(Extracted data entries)
** BEGIN **

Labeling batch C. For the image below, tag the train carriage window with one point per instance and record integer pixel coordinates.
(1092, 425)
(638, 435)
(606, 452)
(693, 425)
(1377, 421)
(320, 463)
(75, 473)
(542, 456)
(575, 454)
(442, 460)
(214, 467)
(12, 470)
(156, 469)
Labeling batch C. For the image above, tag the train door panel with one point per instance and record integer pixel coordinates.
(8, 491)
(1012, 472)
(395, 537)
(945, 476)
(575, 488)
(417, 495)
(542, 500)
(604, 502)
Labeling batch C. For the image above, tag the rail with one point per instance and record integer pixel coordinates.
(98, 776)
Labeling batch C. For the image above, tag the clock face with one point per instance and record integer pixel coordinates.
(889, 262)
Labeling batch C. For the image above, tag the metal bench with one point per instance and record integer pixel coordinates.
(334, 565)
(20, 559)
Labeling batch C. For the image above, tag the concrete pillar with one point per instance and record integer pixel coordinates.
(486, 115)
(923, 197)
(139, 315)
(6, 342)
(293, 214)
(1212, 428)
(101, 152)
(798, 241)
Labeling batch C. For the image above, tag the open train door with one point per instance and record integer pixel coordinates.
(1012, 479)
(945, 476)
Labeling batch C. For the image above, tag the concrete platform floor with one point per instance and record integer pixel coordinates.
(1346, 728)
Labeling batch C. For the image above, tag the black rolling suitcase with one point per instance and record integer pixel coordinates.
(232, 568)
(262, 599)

** END **

**PROBLEM**
Retype everything from the line containing "Labeling batch C. For the image above, tag the concrete platform" down to the last line of the entries.

**RESPONSE**
Labeling batch C. For the image above, tag the concrete platform floor with one point per instance and record integer pixel coordinates.
(1346, 728)
Labeling batch C. For the image above, tag the black rolling suitcase with one point per instance and record integer pixel coordinates.
(232, 568)
(262, 599)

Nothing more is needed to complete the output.